(EXERCISE BRIEF)
Every line from the one containing "white baseball uniform" to the final line of the material below must be reproduced exactly; leave out all other lines.

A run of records
========================

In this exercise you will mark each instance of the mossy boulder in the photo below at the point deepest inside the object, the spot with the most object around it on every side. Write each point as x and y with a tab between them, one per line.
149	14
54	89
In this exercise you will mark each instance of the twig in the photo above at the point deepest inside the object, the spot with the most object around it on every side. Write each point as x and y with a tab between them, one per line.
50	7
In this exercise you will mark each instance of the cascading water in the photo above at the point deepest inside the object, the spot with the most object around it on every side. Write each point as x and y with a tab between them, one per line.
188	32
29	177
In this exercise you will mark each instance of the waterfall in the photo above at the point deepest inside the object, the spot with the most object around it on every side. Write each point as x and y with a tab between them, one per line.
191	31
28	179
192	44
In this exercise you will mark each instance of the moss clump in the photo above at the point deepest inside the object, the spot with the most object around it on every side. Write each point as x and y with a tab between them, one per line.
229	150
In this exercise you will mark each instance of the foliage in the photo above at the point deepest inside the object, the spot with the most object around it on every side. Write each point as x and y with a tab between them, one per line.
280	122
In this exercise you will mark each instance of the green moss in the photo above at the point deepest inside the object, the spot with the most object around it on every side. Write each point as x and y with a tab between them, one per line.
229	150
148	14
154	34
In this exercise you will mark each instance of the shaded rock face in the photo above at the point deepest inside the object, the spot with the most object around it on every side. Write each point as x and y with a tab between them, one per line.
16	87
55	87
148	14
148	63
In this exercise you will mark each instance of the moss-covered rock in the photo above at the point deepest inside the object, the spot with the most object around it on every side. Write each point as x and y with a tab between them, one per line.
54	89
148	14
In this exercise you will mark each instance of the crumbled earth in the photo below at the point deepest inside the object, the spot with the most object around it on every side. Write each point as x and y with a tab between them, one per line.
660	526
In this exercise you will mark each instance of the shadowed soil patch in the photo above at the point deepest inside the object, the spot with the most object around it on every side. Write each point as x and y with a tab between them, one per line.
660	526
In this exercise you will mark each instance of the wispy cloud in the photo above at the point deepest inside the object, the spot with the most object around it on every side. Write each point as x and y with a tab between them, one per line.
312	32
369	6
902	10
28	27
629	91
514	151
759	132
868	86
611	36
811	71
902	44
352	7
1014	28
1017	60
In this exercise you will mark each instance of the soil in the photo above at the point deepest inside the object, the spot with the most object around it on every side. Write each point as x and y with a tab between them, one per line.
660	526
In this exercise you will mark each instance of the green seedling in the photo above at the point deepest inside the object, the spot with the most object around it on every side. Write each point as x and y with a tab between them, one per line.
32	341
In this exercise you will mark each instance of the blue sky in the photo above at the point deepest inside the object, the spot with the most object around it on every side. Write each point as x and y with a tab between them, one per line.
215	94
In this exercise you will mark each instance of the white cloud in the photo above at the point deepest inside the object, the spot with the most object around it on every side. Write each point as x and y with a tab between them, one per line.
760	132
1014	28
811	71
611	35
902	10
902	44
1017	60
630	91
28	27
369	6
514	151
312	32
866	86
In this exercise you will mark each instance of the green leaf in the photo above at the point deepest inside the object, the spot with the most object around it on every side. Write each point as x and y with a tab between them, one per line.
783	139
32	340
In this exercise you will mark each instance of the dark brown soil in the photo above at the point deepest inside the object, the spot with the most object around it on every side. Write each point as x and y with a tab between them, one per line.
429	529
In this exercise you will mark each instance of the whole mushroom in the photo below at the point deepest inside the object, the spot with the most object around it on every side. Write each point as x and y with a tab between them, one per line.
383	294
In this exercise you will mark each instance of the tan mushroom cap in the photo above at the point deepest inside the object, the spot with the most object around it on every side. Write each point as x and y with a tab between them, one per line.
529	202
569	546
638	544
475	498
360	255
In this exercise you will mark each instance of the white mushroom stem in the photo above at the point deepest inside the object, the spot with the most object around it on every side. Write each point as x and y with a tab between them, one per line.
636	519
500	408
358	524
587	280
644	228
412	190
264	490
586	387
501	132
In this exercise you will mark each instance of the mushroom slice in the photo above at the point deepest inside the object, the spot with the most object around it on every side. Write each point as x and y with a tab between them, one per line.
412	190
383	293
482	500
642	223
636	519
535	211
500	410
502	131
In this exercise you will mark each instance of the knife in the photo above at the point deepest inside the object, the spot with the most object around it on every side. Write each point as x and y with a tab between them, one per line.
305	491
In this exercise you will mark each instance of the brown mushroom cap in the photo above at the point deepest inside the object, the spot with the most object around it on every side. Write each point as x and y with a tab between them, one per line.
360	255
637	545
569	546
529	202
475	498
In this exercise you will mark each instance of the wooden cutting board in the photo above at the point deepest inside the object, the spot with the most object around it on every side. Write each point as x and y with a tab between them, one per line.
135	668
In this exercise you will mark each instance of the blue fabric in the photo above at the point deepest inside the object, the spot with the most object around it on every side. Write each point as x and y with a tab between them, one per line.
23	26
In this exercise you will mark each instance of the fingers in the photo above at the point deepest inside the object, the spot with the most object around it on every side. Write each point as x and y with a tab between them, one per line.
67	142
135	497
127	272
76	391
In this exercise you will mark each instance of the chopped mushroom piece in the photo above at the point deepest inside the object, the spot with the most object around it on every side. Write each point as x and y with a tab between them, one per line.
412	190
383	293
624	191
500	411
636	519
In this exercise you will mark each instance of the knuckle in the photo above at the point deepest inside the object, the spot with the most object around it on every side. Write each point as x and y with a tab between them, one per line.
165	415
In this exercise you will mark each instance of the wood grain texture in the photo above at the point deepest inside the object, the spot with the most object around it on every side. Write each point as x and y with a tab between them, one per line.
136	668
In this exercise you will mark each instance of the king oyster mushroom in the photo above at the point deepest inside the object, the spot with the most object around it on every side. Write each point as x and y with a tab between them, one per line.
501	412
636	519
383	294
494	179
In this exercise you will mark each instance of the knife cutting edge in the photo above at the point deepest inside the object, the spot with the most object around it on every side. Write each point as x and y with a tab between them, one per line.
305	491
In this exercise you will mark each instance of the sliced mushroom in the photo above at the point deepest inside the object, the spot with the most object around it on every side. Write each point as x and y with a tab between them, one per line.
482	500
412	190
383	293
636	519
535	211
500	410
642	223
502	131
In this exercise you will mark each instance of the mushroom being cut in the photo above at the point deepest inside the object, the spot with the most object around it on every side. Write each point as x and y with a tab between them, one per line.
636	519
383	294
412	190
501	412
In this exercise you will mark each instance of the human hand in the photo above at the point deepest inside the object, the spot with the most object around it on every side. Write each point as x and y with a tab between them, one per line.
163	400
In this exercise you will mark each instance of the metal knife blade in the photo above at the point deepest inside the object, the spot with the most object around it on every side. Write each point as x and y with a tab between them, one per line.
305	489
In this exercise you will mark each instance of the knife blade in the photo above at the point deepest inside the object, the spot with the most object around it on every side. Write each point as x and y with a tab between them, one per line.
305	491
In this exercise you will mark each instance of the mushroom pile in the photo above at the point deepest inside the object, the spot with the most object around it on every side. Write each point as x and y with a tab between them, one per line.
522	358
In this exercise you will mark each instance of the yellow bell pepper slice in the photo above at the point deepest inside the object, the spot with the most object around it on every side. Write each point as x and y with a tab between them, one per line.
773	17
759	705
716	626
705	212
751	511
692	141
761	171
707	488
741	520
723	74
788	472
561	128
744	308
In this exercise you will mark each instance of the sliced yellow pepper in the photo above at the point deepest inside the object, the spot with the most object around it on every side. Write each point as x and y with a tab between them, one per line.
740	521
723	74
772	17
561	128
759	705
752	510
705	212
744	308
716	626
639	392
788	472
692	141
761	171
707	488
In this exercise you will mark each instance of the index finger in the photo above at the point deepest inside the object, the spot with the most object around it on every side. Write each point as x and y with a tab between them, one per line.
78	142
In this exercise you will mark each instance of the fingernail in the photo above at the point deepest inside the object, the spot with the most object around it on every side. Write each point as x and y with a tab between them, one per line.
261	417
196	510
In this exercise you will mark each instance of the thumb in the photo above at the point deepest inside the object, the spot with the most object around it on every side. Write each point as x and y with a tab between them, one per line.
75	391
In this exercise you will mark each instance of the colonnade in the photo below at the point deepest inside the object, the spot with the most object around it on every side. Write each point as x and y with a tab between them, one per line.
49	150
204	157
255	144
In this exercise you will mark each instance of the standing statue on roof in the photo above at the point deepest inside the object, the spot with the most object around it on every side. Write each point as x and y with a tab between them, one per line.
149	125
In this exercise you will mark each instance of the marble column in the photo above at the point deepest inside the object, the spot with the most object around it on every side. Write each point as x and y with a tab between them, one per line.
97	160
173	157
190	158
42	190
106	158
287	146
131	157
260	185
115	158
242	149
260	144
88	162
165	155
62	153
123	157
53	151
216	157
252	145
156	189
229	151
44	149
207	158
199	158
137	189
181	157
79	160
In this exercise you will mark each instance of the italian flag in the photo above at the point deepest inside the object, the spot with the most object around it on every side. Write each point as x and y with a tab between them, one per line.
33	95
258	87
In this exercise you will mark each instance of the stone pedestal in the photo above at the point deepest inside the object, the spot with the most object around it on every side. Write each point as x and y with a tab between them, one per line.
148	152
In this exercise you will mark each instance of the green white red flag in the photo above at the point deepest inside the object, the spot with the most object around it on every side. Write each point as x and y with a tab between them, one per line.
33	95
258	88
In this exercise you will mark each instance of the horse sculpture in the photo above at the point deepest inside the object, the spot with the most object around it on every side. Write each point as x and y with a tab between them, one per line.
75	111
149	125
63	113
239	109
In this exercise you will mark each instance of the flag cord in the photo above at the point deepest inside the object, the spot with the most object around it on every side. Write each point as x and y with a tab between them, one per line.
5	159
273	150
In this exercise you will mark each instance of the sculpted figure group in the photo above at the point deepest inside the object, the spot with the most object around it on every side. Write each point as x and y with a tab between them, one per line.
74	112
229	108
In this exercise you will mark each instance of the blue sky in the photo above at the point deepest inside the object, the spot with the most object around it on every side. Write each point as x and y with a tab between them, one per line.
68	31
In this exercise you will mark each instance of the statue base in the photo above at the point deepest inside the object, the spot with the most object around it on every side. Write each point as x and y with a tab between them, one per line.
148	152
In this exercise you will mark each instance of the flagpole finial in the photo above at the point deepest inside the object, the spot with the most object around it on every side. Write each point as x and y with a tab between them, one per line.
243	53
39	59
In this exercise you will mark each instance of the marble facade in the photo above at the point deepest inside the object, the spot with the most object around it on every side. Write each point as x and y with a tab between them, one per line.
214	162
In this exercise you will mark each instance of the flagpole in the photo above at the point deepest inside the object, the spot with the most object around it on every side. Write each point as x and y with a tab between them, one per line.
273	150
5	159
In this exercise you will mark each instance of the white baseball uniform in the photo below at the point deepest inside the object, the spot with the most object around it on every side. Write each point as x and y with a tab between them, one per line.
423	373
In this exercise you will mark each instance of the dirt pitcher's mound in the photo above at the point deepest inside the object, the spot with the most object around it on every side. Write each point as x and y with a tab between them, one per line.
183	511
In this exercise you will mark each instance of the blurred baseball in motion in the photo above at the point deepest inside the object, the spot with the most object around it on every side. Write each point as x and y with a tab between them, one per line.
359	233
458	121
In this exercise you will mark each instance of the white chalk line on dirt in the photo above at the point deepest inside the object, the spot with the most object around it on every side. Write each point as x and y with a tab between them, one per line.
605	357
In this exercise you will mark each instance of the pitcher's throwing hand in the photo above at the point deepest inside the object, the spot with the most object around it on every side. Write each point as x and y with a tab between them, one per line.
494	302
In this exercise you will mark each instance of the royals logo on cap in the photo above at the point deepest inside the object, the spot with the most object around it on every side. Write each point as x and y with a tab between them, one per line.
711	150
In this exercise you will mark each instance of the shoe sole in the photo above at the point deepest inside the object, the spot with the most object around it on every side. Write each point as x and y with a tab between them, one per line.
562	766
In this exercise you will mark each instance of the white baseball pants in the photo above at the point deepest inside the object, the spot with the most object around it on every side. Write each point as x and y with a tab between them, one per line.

========================

(SOLUTION BELOW)
In this exercise you will mark each instance of the white baseball uniform in the photo below at the point deepest inside the object, the spot with the most object around it on every side. Write each point as x and y with a tab between them, one per line.
423	373
In this exercise you will mark each instance of the dirt pitcher's mound in the photo above at the point deepest inside the object, the spot with the most object around it on every side. Write each point as x and y with a tab between them, one per line.
183	511
In this exercise you will mark each instance of the blurred baseball in motion in the photo above at the point deepest inside the object, the spot with the most object around it on every side. Write each point as x and y with a tab between them, one per line.
359	233
458	121
In this exercise you will mark each instance of the white chalk line on dirt in the photo above at the point deepest inside the object, the spot with the most object around it on every side. Write each point as x and y with a tab between them, one per line.
605	357
In this exercise you will mark each instance of the pitcher's throwing hand in the photo above at the point deepest inside the object, the spot with the most object around it on every side. Write each point as x and y with a tab between them, one per line.
494	302
In this exercise you will mark each instance of the royals logo on cap in the photo above at the point deepest inside the object, the spot with the most object around it on every side. Write each point as x and y with a tab between them, one per line.
711	150
In this exercise you will mark each instance of the shoe sole in the photo above at the point deepest inside the object, the spot with the most object around it on every side. Write each point as x and y with a tab between them, one per line.
562	766
In this exercise you will mark each instance of the white baseball pants in the photo above at the point deepest inside the object, the spot with the most object around it on every side. Write each point as x and y with a tab between them, one per line.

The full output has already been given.